Recorded information Start Marker
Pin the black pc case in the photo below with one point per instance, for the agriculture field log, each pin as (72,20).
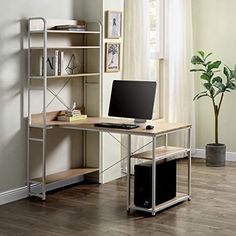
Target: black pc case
(165,183)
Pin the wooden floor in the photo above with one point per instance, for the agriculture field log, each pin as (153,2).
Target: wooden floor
(91,209)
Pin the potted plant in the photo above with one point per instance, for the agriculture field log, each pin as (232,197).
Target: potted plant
(215,82)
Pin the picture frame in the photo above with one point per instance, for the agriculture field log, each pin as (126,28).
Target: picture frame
(112,63)
(114,24)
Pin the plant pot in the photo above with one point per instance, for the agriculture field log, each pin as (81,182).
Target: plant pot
(215,154)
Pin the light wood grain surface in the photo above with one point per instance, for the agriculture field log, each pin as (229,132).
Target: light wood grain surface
(160,127)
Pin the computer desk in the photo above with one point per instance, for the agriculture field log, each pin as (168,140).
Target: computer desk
(164,153)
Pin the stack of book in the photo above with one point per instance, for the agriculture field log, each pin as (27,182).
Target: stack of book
(79,27)
(55,65)
(71,115)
Recorded information End Marker
### Prompt:
Write out the lines of the records exactly, starting at the one holding "Pin the potted" and ending with the last line, and include no others.

### Completed exercise:
Pin the potted plant in the photo above with one point per instance, for the agriculture field log, each pin as (232,197).
Target: potted plant
(215,82)
Pin the picture frame in the photo above with one point per instance, for the agriculture field log, each pin as (126,28).
Target: picture frame
(112,63)
(114,24)
Pin the plant pot in the photo above with one point per instance, for the agriculture field log, each pin as (81,182).
Target: plant pot
(215,154)
Pin the light wood grain surface in the photo above with one point per instance, for the agriculture field log, each pin as (229,132).
Target: light wood grain surface
(160,127)
Pin the computer desk in the photo above with one point per instance, for the agriculture field log, each pin as (168,140).
Target: computer desk
(164,153)
Pin the stack of book in the photo above with one point per instance, for the agriculture field log, each pin as (27,182).
Target: stack of book
(79,27)
(55,65)
(71,115)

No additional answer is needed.